* [Excerpt]:
Begin
[Haskell-beginners] type question

Daniel Fischer daniel.is.fischer at googlemail.com
Wed Jun 29 17:23:29 CEST 2011


On Wednesday 29 June 2011, 16:55:50, Roelof Wobben wrote:
> Hello,
> 
> I'm now following the book Programming in Haskel by Hutton.
> IM now reading the chapter about types.
> 
> But I don't understand this :
> 
> False :: Bool
> True :: Bool
> ¬  :: Bool  ---> Bool
> 
> So False  and True has the type Bool.
> That's clear.
> 
> I find out that ¬ makes the opposite of True and False.
End
* [Extracted records]:
Begin
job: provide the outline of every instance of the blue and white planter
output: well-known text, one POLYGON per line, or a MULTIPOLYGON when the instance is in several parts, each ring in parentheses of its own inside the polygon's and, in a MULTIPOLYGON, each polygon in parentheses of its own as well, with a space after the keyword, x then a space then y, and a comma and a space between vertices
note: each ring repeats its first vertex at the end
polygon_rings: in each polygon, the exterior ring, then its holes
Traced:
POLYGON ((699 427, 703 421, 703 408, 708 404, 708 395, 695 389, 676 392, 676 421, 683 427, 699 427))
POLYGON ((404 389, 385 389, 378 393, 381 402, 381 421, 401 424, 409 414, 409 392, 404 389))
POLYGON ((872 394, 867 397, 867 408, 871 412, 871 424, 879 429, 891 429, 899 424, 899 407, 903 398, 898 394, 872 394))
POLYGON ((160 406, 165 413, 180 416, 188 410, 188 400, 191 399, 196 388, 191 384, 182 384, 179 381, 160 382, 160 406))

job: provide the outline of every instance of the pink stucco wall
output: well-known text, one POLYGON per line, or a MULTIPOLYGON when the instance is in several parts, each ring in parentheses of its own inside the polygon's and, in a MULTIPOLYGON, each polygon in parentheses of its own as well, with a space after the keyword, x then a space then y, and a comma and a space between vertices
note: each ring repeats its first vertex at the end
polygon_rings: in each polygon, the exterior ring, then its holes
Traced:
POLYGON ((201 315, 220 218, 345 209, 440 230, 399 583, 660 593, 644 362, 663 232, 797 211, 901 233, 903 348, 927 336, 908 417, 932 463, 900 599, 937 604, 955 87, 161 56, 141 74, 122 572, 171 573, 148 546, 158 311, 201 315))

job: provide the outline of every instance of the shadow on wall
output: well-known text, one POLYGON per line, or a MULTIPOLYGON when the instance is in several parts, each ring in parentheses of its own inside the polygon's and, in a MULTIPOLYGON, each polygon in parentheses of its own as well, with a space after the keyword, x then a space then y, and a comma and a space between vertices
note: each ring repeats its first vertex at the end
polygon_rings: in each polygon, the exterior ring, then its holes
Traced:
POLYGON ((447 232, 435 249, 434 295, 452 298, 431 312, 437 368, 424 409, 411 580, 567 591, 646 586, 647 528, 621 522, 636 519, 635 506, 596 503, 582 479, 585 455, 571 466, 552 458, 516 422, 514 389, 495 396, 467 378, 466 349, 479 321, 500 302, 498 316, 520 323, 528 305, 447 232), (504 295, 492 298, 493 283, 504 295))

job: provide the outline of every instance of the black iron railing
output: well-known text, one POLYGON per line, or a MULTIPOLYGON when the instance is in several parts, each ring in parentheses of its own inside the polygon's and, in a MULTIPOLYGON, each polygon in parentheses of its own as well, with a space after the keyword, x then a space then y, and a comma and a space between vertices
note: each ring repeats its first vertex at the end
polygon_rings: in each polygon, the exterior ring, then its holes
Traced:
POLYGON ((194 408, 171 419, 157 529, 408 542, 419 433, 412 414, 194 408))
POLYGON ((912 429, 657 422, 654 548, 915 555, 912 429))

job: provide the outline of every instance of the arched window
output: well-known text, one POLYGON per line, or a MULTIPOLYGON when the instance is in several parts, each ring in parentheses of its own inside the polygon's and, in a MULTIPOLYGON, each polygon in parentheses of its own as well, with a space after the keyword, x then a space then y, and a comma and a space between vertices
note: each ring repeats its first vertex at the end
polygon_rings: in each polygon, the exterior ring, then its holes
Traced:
End
* [What you need to do]:
1. Summarize the mailing-list message on Haskell types in two sentences.
2. Write the next part of the mailing-list message on Haskell types, picking up after its final line.
The entries bear no relation to the mailing-list message on Haskell types.

* [Per-task answers]:
1. In a June 29, 2011 post to the Haskell-beginners list, Daniel Fischer quotes Roelof Wobben, who is reading the chapter about types in Hutton's Programming in Haskell and does not understand a short listing of types from it. Wobben writes that it is clear to him that False and True have the type Bool, and that he has found that ¬ makes the opposite of True and False.

2.
> But why is it also the type Bool --> Bool

It's a function from Bool to Bool, that type is denoted by

Bool -> Bool

in Haskell (generally, "a -> b" is the type of functions taking an argument 
of type "a" and returning a value of type "b"; it's particularly 
interesting if "b" is itself a type of functions, e.g. "b = c -> d", then 
the function has type "a -> (c -> d)" or "a -> c -> d" [in that position, 
the parentheses are optional, since the function arrow associates to the 
right], and it can also be regarded as the type of functions taking two 
arguments, one of type "a", one of type "c" and returning a value of type 
"d"; now, "d" might again be a function type, ...).

Note that normally, it's written "not", and not with a fancy unicode 
symbol.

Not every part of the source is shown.